- Directions -
Update the part of the listing that opens with the line containing "[mark] smoke column" and runs through the end of the listing. Rewrite those lines with "smoke" changed to "steam" and nothing else altered.
Start Task data
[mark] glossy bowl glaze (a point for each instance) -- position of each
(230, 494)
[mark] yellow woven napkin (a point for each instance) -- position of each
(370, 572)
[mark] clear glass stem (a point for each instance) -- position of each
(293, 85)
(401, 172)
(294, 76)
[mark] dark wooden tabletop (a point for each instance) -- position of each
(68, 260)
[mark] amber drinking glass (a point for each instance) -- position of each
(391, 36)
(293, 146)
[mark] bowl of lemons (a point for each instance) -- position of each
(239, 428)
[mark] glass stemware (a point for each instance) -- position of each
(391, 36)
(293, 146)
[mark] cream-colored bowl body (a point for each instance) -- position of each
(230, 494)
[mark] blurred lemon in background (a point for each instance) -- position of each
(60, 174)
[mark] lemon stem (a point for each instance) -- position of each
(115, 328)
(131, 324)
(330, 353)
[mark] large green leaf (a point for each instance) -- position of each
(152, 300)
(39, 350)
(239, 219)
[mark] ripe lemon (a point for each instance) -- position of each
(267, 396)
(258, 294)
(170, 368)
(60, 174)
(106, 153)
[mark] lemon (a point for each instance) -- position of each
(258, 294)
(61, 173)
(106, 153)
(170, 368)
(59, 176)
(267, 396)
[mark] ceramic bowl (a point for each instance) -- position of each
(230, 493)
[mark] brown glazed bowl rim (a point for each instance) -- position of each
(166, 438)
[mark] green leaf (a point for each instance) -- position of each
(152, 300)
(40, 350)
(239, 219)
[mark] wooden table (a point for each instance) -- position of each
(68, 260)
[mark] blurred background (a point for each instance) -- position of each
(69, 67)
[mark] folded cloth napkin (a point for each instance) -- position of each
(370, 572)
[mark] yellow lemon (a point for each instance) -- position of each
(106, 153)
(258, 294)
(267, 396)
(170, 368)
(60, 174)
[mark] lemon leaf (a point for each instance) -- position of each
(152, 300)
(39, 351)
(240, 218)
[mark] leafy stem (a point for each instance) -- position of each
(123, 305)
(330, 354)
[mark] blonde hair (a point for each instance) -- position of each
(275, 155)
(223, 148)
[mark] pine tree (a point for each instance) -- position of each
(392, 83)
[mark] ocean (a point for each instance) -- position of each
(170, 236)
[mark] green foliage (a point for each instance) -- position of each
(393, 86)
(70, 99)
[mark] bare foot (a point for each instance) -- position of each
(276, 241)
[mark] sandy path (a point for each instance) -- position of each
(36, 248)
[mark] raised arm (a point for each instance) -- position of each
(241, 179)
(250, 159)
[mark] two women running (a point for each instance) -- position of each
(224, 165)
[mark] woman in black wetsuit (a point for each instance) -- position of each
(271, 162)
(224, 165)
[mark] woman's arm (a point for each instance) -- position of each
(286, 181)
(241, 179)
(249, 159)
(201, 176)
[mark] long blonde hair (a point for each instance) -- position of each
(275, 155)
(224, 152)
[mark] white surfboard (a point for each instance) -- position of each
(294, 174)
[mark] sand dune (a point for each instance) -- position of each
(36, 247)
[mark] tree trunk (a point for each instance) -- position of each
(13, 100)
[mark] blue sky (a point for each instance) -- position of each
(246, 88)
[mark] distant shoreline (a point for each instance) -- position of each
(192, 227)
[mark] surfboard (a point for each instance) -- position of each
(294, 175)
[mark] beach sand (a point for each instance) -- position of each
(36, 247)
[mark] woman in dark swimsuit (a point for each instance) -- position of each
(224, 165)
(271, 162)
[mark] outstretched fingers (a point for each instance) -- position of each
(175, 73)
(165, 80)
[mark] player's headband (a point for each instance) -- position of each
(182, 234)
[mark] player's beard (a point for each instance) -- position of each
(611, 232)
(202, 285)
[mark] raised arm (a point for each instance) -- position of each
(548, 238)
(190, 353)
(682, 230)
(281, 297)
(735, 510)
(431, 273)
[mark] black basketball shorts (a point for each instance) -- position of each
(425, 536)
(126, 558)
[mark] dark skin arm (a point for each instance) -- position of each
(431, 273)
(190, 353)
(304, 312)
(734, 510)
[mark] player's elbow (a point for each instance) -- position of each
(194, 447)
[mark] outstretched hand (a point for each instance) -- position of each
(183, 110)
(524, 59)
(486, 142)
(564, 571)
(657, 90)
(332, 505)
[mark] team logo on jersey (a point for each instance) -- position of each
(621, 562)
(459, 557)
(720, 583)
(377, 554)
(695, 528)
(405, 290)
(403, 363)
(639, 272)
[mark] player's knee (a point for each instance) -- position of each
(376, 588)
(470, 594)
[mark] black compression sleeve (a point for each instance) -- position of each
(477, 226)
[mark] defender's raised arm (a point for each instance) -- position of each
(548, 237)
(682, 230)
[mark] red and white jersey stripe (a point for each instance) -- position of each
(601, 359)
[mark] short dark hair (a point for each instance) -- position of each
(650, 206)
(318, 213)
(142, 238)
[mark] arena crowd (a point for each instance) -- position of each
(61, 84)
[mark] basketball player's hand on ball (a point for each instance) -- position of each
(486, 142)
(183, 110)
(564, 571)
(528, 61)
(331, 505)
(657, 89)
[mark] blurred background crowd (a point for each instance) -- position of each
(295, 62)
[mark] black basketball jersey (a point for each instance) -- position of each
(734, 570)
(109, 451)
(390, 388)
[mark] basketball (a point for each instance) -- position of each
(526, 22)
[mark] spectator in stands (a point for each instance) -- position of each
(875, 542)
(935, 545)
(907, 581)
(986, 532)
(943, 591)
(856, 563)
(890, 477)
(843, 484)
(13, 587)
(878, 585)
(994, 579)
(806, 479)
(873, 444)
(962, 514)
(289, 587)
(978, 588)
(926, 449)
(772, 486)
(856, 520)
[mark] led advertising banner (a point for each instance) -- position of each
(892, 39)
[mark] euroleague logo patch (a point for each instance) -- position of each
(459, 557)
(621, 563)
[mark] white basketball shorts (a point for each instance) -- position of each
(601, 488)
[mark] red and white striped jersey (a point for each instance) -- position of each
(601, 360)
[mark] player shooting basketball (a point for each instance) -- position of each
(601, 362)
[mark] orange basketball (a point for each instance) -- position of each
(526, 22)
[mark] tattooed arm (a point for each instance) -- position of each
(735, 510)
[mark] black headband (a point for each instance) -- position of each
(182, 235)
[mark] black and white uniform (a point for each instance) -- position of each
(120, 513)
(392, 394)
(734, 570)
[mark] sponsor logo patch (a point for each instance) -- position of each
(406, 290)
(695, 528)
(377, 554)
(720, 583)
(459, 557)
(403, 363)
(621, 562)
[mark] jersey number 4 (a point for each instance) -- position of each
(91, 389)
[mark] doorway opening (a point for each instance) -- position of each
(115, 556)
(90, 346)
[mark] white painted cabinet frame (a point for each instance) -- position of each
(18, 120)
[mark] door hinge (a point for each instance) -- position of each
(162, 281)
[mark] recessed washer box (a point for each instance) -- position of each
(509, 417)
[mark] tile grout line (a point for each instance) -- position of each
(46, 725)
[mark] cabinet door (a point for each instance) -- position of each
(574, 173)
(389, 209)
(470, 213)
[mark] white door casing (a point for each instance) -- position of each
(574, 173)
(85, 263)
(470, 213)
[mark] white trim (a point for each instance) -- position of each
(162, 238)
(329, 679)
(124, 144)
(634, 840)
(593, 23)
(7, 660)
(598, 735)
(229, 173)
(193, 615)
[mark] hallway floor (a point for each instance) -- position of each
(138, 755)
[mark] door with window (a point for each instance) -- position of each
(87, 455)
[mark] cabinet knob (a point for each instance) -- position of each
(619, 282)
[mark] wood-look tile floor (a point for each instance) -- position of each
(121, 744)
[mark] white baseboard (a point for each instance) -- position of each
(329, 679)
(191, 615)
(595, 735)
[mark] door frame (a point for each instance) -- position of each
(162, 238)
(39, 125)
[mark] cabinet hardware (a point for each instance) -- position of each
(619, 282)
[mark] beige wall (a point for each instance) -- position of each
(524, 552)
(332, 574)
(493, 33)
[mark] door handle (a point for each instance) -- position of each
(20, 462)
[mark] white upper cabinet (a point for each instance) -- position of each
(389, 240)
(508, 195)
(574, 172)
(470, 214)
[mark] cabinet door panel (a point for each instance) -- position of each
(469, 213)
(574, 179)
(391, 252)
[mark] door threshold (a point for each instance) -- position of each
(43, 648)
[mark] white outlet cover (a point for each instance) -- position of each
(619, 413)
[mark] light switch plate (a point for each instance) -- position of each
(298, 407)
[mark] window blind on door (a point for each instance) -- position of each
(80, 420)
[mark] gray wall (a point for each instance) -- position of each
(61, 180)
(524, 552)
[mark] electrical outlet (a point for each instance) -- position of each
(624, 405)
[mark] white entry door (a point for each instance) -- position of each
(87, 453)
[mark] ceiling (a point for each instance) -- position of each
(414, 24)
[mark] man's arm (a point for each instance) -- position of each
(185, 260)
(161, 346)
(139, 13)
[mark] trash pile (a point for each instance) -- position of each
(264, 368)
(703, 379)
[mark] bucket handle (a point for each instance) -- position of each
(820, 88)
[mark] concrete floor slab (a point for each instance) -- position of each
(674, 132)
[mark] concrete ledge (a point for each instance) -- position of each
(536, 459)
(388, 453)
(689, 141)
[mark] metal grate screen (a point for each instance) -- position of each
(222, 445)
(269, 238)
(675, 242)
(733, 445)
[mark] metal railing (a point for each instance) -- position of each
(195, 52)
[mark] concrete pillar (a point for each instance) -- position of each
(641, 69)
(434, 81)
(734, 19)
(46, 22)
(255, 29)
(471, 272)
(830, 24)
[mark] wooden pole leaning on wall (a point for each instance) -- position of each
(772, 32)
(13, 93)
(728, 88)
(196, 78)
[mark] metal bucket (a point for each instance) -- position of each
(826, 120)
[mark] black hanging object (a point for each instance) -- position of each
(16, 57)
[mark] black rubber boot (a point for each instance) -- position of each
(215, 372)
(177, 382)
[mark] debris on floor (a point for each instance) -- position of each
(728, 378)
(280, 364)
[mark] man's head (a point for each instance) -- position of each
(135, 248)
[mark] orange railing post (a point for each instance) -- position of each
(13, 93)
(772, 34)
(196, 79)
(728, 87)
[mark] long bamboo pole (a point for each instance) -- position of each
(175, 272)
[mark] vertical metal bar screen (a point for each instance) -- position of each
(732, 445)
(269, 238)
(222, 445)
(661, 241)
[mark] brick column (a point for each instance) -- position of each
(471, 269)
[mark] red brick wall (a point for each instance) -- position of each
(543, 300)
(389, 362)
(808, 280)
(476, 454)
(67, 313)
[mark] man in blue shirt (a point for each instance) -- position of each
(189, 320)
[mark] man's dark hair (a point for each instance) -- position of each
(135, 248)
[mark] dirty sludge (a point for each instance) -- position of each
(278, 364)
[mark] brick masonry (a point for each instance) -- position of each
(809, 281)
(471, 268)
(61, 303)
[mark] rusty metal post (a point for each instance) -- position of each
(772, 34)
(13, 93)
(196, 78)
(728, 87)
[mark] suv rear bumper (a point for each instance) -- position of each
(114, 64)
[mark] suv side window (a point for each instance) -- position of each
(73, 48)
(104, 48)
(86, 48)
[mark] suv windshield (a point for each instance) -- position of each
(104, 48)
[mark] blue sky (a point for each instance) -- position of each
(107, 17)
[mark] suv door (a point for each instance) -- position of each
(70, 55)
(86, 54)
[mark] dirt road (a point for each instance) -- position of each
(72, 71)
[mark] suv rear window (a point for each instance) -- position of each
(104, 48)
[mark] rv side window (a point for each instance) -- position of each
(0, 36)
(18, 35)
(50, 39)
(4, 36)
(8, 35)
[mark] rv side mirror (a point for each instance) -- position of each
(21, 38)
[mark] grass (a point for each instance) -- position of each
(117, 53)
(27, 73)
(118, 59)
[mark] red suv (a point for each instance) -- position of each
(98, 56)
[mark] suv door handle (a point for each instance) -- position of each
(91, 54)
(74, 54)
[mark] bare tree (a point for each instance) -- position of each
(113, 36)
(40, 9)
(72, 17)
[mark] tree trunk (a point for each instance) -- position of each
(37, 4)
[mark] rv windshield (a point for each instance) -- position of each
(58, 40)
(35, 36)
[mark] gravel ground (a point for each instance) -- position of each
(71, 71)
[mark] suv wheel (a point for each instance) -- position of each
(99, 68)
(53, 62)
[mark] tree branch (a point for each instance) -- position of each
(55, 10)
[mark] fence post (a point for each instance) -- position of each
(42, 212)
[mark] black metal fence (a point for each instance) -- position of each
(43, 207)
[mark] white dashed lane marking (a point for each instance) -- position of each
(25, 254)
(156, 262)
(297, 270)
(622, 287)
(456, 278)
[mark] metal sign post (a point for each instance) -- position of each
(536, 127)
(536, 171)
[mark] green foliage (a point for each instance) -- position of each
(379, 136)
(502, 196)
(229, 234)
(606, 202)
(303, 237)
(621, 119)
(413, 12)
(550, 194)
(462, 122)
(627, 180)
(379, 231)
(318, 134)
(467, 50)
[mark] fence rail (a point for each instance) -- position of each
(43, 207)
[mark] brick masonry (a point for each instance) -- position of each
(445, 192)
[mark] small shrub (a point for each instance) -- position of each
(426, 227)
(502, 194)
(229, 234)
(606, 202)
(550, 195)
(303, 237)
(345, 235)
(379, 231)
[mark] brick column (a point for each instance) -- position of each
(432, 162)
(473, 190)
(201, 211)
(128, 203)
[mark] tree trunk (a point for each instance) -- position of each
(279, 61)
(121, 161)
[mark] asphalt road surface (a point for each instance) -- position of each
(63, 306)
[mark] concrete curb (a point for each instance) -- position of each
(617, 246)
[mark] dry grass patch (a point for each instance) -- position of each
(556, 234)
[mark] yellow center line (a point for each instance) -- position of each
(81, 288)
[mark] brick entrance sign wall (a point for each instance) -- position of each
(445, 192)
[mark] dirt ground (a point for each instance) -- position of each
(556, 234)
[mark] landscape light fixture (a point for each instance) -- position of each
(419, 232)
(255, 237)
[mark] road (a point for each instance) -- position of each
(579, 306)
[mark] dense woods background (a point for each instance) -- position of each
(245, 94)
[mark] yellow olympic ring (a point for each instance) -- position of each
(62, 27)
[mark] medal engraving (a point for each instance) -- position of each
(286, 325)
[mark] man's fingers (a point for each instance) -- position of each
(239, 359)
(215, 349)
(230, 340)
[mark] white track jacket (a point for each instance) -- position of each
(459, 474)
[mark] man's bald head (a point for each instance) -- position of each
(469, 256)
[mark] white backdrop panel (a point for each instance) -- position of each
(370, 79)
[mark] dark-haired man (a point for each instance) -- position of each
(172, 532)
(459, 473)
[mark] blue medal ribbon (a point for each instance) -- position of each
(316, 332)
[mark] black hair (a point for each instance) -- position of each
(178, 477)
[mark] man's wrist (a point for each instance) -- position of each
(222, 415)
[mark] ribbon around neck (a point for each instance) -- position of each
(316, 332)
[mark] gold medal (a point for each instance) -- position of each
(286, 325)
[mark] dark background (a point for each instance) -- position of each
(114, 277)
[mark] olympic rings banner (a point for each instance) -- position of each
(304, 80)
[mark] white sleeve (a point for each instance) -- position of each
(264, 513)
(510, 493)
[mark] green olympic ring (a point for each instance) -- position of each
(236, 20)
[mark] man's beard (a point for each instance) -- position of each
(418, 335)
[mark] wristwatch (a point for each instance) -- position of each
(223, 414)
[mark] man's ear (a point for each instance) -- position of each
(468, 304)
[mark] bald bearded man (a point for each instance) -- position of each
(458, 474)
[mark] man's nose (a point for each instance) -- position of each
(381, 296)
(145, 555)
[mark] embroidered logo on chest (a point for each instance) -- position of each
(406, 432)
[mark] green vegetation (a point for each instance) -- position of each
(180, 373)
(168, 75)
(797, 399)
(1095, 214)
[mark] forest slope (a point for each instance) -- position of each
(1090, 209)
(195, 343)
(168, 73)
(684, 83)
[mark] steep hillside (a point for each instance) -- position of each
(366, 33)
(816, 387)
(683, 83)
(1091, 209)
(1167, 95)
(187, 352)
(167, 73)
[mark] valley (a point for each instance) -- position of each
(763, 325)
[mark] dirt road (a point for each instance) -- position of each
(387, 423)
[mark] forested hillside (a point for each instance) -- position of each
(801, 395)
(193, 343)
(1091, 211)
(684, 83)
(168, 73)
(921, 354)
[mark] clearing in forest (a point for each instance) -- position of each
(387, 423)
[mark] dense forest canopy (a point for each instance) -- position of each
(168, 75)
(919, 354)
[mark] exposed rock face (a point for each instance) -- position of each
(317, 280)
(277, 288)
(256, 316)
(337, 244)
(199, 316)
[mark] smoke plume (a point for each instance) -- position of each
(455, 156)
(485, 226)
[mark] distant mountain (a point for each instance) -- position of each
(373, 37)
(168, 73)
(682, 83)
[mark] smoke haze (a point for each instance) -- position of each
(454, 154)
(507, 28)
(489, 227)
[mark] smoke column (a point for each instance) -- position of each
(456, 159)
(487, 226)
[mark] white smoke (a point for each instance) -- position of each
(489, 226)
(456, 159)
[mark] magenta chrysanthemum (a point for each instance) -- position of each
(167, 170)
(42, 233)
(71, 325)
End Task data
- Expected answer -
[mark] steam column (a point for each instance) -- position of each
(456, 159)
(487, 226)
[mark] white steam (a point for each instance) -- position of each
(489, 226)
(456, 159)
[mark] magenta chrysanthemum (a point for each instance) -- position of each
(167, 170)
(42, 233)
(71, 325)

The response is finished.